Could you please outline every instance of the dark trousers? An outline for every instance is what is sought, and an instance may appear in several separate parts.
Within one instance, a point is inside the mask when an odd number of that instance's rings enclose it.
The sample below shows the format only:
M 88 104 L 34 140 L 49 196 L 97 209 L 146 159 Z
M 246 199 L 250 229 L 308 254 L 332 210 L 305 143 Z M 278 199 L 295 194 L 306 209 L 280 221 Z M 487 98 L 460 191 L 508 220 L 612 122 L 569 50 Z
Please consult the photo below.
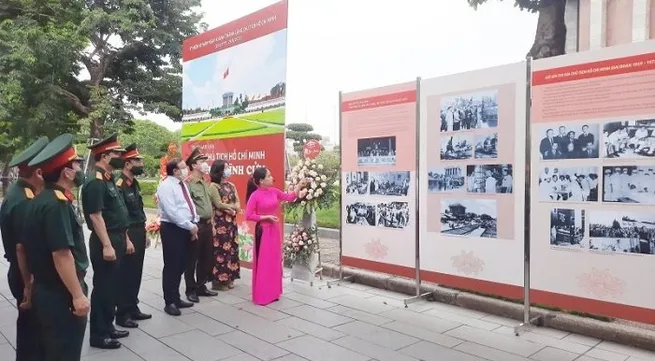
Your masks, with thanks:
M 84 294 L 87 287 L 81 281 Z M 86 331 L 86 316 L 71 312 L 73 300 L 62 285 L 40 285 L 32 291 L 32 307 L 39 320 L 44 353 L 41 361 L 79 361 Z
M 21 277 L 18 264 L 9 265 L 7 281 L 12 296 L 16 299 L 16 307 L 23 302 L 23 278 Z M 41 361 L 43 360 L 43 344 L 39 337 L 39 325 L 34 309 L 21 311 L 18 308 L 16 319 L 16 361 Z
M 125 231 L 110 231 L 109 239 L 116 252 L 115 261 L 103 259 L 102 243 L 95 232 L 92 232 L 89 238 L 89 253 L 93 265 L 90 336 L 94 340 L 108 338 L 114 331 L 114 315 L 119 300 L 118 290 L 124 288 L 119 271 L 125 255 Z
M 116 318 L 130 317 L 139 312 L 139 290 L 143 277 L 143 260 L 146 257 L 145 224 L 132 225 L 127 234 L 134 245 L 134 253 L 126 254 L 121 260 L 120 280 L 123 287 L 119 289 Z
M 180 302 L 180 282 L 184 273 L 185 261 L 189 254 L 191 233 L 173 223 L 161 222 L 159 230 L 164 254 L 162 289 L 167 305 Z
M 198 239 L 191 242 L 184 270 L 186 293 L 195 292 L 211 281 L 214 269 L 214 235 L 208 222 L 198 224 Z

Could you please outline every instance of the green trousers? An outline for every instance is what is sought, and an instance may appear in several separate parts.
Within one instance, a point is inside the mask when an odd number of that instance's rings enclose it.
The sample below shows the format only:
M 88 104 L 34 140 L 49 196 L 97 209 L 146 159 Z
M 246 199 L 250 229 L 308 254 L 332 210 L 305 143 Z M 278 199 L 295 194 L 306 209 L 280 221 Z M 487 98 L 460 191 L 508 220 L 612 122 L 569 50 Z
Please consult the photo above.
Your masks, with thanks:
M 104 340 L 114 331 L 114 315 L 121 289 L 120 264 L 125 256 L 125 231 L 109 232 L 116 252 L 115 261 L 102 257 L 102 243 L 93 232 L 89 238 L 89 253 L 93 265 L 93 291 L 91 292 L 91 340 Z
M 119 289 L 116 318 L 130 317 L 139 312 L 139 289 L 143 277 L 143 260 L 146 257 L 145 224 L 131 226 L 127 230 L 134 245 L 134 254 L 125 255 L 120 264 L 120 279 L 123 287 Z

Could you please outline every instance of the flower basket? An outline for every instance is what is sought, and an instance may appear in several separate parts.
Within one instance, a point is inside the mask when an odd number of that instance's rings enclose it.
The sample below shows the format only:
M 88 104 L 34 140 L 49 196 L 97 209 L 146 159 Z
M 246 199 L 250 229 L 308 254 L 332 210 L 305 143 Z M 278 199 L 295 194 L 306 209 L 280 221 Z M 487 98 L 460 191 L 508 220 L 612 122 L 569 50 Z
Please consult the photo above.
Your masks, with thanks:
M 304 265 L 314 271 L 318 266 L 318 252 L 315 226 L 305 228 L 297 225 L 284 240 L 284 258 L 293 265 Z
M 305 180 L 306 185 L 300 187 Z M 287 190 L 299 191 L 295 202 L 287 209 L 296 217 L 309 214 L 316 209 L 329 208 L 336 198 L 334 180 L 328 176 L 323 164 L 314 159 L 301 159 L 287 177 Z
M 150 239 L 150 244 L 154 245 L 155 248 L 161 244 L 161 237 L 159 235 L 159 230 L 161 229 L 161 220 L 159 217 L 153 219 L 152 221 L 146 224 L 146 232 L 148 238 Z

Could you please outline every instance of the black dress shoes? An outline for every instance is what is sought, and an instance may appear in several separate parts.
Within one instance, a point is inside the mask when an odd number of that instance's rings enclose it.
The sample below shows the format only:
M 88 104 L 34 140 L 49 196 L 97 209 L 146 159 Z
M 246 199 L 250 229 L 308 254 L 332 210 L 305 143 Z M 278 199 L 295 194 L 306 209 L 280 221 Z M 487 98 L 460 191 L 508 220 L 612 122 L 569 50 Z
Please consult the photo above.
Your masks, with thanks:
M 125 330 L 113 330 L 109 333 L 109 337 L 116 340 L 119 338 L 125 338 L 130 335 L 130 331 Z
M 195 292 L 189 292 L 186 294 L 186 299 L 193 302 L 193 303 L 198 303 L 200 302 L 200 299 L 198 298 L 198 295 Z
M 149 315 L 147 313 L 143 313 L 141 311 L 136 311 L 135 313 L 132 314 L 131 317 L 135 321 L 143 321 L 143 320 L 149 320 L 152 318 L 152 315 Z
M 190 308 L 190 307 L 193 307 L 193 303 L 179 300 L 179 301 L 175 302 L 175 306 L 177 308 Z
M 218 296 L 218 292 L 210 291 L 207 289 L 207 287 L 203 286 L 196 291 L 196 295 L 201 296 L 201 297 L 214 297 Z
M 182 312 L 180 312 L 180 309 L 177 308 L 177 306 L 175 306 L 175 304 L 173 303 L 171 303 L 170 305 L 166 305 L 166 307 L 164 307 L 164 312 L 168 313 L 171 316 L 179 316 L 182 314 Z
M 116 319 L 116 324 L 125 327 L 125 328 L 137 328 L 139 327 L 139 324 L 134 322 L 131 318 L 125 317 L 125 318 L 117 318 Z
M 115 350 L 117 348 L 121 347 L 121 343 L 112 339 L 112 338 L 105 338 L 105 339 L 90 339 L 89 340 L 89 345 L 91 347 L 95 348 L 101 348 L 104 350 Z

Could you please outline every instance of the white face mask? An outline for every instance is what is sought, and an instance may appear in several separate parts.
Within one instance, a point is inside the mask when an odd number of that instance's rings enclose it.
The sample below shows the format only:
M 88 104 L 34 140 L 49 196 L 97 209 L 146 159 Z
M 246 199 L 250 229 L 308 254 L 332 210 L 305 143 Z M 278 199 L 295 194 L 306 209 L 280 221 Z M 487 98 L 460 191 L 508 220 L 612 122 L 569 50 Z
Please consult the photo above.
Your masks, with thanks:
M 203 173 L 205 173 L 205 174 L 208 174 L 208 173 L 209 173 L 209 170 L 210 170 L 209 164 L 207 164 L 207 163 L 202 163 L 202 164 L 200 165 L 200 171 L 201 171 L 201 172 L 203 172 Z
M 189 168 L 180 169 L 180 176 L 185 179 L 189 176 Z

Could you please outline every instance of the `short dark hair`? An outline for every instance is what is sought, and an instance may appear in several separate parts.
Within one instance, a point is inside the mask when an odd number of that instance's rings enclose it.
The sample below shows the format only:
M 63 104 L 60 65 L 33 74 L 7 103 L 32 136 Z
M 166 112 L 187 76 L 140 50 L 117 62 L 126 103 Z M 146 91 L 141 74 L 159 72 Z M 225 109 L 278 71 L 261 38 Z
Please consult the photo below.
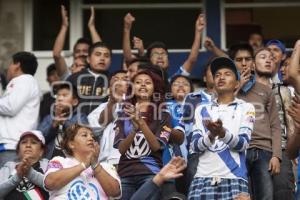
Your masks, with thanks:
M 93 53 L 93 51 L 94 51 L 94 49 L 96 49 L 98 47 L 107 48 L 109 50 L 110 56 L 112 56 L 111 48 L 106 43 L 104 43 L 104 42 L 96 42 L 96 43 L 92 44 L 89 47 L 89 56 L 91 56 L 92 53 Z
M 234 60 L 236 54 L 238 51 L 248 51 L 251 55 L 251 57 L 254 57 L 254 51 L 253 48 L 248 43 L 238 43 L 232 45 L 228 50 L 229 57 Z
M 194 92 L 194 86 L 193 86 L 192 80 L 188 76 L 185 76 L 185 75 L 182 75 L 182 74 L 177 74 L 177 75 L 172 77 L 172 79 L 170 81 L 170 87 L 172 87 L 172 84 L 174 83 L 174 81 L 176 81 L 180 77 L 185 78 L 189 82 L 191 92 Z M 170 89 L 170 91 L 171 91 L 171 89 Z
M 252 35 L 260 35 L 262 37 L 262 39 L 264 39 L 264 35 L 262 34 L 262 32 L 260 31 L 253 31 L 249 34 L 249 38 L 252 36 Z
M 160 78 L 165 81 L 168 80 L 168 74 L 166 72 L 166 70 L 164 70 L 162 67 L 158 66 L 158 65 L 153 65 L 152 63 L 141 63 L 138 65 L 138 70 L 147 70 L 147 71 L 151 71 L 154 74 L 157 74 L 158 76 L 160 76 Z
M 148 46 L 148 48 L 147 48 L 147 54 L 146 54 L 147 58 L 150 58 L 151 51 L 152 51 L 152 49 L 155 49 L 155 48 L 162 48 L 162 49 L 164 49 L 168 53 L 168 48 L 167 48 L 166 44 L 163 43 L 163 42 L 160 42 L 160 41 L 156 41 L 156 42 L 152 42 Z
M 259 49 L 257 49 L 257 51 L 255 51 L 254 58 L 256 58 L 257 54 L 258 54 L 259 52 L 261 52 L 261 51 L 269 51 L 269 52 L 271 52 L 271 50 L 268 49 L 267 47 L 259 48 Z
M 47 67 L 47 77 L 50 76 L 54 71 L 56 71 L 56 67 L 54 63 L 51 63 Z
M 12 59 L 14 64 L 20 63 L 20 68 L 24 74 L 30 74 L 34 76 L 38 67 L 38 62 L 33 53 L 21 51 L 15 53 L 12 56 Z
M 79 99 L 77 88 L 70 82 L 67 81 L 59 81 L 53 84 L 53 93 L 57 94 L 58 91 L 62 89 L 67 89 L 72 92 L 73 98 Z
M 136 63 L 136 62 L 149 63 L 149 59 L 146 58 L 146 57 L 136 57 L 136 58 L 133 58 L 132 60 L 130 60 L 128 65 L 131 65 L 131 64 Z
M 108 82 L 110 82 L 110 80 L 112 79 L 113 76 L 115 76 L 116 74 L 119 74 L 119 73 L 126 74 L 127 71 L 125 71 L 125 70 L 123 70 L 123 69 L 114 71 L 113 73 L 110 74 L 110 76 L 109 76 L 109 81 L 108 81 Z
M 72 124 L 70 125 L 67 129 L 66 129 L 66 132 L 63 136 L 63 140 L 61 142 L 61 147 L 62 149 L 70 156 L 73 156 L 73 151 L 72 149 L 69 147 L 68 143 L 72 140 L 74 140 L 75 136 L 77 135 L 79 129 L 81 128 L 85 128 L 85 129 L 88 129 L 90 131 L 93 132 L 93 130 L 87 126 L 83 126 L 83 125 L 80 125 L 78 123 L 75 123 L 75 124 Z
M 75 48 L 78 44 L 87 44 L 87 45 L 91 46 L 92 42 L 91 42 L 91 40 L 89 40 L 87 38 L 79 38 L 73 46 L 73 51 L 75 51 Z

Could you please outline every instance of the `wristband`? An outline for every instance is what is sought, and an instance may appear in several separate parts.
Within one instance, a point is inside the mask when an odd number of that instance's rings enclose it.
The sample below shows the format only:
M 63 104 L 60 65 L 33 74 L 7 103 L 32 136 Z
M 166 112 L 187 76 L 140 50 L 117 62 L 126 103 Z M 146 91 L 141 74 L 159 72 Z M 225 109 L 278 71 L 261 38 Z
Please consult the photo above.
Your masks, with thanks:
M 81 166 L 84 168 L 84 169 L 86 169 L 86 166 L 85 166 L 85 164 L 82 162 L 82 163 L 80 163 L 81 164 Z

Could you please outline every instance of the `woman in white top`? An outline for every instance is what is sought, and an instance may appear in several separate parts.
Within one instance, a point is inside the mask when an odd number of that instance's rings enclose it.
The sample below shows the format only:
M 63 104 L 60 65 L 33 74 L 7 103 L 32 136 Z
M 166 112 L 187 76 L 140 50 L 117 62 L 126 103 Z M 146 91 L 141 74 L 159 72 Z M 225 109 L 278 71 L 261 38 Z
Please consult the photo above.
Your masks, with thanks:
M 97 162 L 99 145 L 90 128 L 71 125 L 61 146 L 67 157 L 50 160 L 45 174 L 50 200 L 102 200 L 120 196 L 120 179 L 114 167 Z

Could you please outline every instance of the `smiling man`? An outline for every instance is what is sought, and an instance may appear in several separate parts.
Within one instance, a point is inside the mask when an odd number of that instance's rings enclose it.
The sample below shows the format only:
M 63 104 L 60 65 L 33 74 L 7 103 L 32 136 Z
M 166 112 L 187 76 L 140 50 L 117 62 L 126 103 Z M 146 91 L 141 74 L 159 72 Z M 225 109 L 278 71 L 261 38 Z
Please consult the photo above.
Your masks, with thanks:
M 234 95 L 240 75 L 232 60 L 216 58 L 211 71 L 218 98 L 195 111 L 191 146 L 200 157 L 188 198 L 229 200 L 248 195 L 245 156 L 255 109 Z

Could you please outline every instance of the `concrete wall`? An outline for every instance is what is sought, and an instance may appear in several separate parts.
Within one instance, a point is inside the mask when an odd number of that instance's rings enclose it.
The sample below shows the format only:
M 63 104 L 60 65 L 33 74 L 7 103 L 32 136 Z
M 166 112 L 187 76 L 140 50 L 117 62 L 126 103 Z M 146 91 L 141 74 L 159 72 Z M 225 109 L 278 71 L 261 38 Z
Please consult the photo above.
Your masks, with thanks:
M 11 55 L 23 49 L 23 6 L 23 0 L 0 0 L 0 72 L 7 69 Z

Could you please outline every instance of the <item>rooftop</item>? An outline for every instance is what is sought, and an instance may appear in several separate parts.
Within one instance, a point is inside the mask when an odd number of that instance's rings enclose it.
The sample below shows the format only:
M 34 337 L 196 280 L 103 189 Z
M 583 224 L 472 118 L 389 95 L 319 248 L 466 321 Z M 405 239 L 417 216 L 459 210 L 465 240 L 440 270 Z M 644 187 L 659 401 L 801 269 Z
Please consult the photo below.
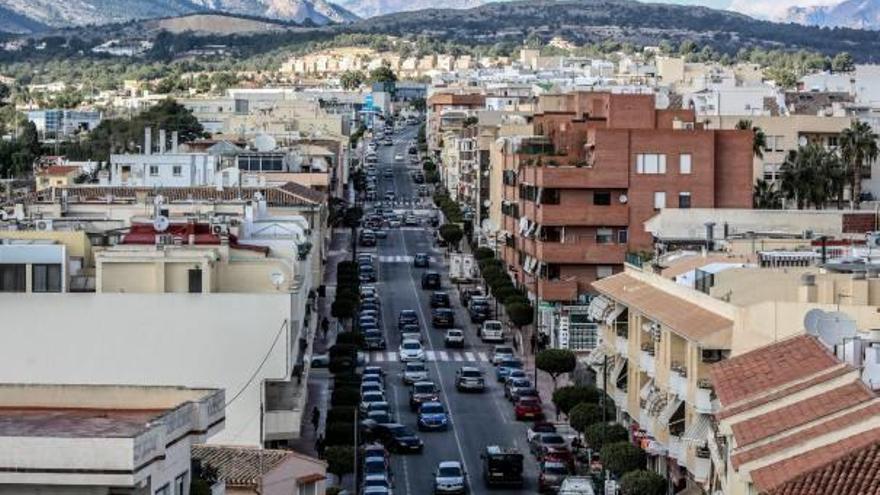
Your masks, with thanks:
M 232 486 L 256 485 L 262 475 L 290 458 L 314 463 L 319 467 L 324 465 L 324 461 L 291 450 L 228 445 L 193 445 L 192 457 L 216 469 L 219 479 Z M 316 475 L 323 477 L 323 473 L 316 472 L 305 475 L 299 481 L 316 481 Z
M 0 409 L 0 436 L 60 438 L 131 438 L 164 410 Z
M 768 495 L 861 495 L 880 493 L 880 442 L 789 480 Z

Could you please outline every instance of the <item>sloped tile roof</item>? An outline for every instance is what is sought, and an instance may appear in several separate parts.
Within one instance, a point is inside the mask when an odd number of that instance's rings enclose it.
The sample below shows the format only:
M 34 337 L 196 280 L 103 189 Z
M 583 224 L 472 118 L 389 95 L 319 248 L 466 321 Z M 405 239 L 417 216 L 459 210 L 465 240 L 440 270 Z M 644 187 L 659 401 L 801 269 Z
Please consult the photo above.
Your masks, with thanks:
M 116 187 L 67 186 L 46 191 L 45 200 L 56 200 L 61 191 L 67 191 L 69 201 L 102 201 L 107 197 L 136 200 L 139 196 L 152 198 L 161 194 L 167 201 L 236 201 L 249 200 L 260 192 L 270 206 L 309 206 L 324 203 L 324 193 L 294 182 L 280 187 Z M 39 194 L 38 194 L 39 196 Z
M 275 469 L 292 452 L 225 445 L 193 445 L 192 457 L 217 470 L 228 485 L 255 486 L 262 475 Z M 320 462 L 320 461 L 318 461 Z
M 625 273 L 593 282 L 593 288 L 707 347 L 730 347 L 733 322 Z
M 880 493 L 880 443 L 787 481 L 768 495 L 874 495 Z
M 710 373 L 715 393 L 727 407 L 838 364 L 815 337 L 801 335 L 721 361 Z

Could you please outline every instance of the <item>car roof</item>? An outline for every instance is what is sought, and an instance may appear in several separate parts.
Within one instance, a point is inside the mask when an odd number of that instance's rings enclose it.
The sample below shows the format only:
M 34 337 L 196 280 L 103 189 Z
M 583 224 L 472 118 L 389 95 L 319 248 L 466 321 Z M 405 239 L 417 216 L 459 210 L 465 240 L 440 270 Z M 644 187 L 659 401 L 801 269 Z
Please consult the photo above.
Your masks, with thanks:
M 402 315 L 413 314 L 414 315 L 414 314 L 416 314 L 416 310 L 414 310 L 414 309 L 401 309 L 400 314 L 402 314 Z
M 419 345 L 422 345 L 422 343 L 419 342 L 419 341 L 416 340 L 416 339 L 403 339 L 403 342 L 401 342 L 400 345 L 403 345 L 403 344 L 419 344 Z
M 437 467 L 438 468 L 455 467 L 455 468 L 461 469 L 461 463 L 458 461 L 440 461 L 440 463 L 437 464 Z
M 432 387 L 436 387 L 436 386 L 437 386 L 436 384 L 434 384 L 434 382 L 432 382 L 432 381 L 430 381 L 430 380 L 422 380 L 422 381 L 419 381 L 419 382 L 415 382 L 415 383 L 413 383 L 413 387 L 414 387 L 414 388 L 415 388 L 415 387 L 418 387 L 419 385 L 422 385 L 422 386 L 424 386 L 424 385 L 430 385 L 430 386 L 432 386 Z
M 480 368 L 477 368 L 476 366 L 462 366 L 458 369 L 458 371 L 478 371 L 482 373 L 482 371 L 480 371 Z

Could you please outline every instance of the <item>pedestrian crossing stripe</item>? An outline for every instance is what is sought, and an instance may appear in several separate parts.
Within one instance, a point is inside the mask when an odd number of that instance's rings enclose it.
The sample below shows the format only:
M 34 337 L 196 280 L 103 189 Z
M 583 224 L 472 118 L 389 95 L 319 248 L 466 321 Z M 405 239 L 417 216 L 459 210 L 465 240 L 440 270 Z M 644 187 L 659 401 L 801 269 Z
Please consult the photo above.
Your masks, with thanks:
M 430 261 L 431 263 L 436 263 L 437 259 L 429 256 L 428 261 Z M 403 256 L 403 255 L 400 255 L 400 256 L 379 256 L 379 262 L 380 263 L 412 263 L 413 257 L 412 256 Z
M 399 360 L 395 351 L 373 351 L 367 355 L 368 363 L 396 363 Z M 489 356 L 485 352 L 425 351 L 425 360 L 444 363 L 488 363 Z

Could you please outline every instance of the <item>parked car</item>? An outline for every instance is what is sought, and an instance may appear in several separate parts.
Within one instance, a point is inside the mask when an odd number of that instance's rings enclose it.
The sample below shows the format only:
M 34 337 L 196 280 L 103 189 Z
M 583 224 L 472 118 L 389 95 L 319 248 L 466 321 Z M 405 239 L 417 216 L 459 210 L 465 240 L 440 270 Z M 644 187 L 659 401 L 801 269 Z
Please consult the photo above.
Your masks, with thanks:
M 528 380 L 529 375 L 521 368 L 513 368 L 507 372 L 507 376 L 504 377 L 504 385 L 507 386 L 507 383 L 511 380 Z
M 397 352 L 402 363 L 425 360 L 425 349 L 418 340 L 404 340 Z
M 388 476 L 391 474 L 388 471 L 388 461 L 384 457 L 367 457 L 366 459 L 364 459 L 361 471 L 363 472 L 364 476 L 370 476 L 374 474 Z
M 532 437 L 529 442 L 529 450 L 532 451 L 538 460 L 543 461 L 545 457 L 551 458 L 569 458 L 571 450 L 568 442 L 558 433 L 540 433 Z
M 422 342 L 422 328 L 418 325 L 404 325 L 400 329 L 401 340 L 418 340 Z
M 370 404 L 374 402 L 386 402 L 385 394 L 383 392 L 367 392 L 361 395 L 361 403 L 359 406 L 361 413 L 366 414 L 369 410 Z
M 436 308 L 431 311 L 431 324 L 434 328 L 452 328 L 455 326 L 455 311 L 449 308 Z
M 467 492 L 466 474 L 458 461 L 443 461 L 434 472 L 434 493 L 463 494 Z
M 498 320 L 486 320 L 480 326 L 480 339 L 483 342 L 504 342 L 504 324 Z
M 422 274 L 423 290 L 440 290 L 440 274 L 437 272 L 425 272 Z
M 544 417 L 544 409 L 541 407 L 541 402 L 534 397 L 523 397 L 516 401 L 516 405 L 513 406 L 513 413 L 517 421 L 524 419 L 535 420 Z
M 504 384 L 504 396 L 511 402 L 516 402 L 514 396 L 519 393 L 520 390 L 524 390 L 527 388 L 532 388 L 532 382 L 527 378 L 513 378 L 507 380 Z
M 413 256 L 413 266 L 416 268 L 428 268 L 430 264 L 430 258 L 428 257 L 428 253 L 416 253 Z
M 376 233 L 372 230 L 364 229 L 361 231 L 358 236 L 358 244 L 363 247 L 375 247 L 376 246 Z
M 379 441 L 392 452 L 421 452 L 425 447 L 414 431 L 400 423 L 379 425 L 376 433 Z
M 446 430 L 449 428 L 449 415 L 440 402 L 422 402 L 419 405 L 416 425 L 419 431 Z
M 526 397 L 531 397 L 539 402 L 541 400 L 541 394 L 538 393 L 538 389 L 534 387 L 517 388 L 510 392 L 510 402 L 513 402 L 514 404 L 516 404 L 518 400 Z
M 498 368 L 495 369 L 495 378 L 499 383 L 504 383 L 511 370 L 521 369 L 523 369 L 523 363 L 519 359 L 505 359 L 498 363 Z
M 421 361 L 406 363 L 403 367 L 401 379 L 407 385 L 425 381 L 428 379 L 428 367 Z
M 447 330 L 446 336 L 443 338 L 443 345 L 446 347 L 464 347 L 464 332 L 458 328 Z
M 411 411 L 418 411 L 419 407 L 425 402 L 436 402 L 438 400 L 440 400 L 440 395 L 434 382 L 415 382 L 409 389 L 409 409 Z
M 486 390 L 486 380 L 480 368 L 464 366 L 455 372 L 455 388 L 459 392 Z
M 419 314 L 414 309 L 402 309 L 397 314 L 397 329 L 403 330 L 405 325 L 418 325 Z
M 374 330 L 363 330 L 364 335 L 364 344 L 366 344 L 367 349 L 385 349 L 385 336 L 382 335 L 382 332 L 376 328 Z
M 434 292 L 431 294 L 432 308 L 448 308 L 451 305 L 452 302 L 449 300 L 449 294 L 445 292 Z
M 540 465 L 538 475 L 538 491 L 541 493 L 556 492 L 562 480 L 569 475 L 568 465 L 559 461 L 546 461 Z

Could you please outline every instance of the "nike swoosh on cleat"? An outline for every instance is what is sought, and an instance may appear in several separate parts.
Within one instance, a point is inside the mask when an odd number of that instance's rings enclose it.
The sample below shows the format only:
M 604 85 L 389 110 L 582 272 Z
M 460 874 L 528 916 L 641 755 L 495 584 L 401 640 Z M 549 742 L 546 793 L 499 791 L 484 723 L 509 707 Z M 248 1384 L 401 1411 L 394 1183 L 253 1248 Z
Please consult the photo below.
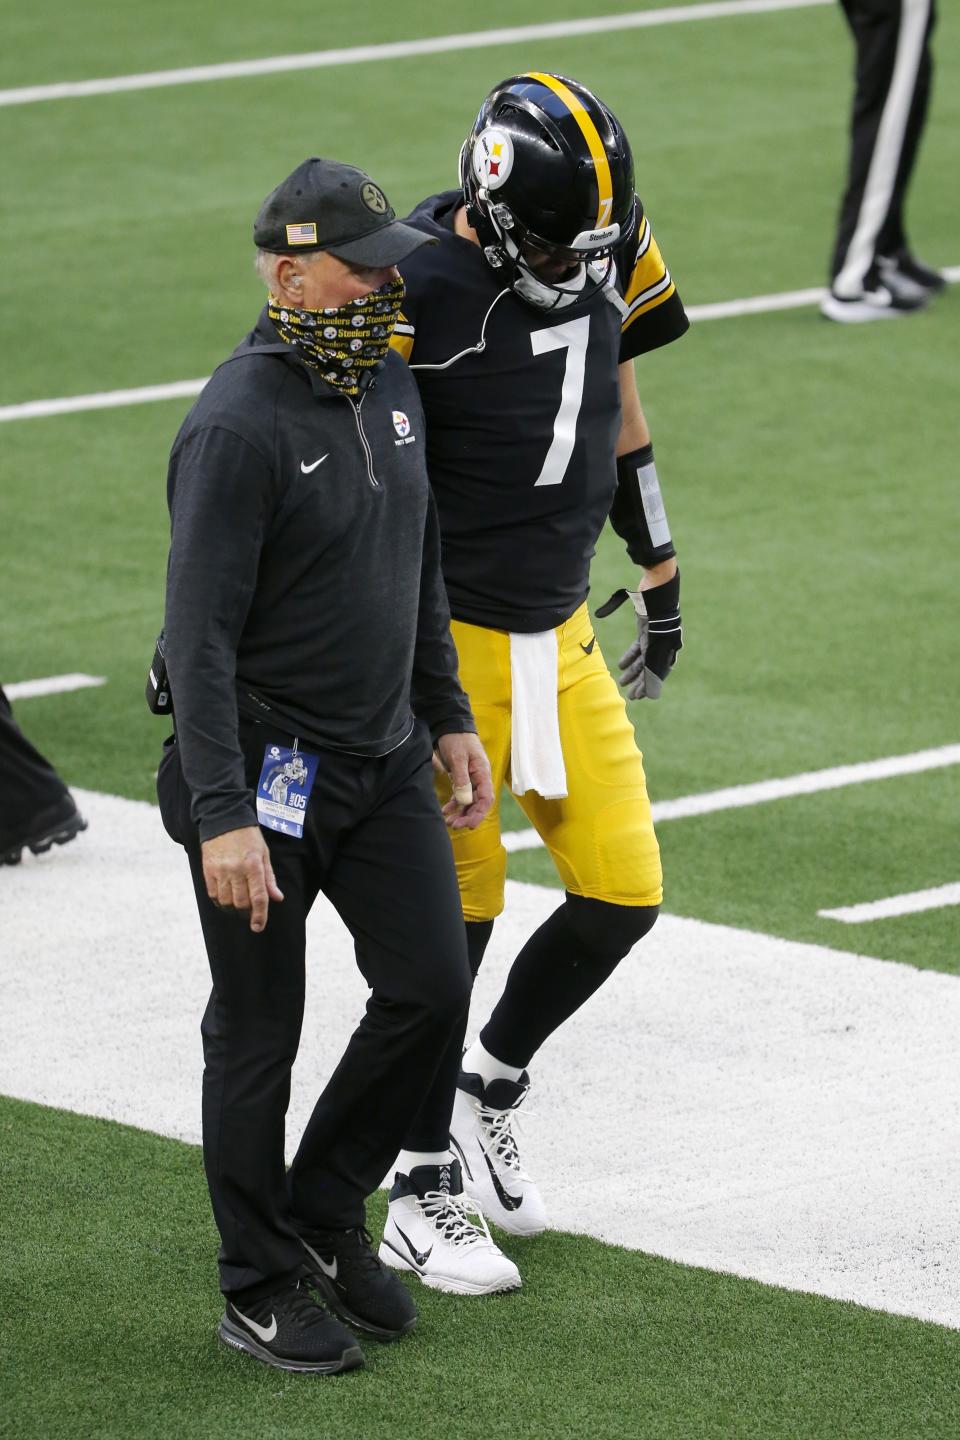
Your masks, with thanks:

----

Where in the records above does the word "dark" appear? Copy each line that holds it.

*Your response*
Could you please outline every instance of the dark trousers? An outline for every instance is what is sought, and an instance may appear in several separate parts.
Could you please outline every instance of the `short dark hair`? An outline for every instance is what is sought, and an instance may appear in several separate parts.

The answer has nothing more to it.